___ Trecho fornecido

Já as empresas reclamadas, do ramo de distribuição de combustível e cargas, afirmaram que o motorista realizou as manobras indevidas, em via pública, e ainda postou os vídeos na rede social TikTok. Os áudios juntados ao processo apontaram uma conversa entre um representante das empresas e o autor, indicando que foi ele quem realizou as manobras. 

Para a desembargadora relatora do TRT-MG, Rosemary de Oliveira Pires Afonso, a empregadora agiu de forma correta. “Há, nos autos do processo trabalhista, elementos suficientes para comprovar que ele apresentou conduta apta para a justa causa aplicada, nos moldes do artigo 482 da CLT, caracterizadora que é de mau procedimento, desídia no desempenho das funções, ato de indisciplina ou de insubordinação da CLT”

Segundo a julgadora, é incontroverso que o motorista postou vídeos na rede social TikTok, mostrando imagens do condutor do caminhão em zigue-zague na rodovia, derrapando na pista e soltando as mãos do volante. Para ela, há fortes indícios de que o trabalhador estava na direção do veículo, como se depreende dos áudios anexados na contestação, que não tiveram o conteúdo impugnado pelo motorista.

______
___ Registros de dados

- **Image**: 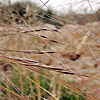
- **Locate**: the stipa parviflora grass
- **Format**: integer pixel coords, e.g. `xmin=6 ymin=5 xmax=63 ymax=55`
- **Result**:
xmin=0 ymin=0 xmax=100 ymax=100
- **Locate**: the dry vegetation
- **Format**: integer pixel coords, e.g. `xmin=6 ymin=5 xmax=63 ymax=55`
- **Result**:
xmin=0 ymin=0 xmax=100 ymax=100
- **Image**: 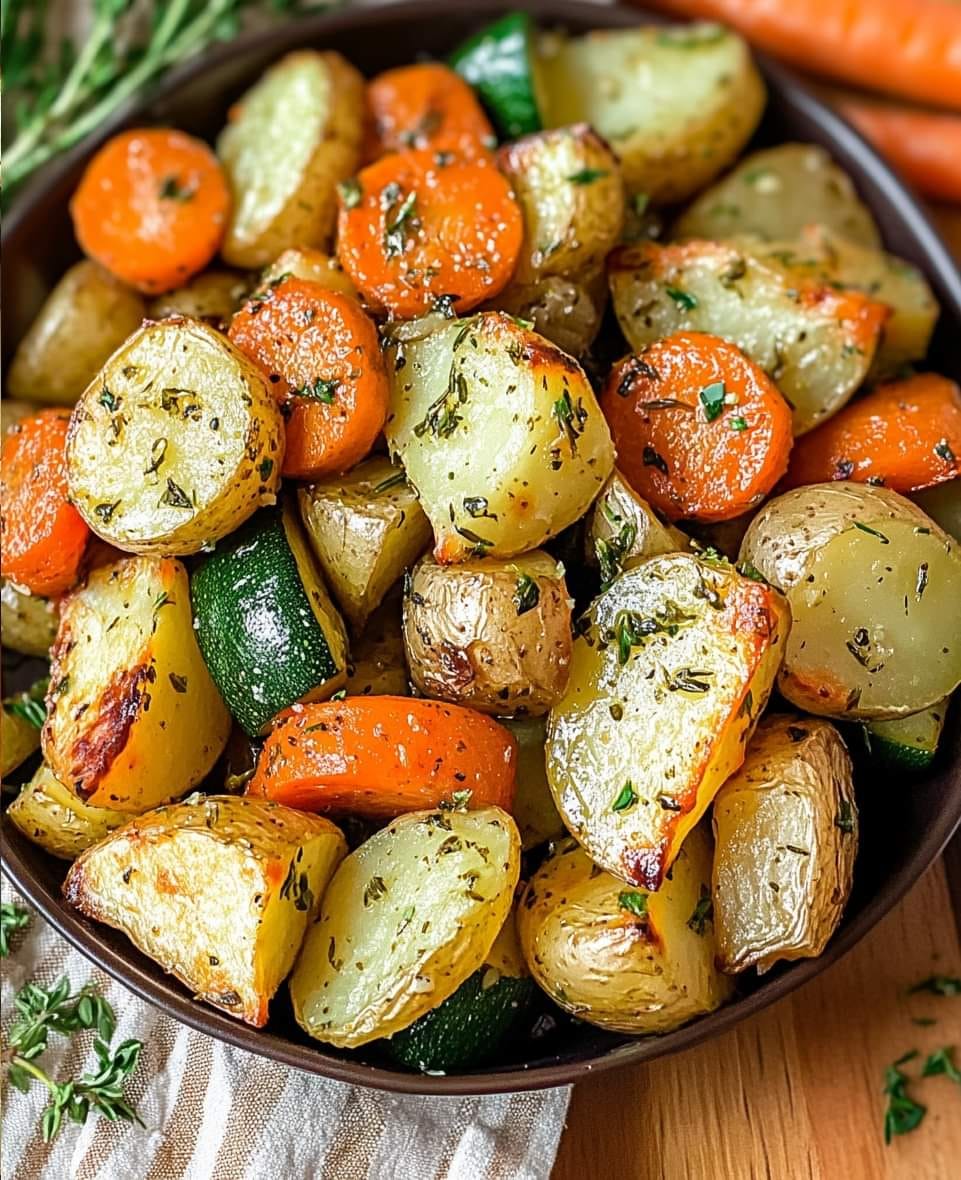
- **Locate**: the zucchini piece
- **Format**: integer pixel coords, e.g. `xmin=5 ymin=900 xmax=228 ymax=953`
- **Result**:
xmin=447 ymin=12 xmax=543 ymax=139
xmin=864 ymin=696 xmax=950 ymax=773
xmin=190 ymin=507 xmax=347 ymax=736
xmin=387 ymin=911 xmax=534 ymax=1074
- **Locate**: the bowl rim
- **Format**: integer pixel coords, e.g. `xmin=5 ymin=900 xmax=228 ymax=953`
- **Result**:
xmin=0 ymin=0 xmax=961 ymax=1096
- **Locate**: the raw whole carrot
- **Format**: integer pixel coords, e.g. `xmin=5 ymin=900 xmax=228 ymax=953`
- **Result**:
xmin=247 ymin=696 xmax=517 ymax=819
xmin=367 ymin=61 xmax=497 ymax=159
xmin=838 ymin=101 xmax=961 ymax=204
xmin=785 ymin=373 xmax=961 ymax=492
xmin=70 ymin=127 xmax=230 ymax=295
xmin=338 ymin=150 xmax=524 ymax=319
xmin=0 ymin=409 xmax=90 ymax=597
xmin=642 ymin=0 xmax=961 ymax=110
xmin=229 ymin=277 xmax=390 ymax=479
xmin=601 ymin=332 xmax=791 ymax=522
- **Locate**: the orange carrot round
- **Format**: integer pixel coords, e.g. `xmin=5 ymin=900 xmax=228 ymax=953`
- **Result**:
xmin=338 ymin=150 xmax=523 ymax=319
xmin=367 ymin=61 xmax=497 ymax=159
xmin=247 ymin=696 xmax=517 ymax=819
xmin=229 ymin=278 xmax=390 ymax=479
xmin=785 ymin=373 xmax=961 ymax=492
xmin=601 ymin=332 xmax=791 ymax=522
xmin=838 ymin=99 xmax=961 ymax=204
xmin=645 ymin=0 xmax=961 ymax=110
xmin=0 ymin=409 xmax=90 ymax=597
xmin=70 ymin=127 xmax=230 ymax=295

______

> Tarefa a fazer:
No trecho sobre a justa causa do motorista, em que ramo atuam as empresas reclamadas?

> Solução do exercício:
Distribuição de combustível e cargas.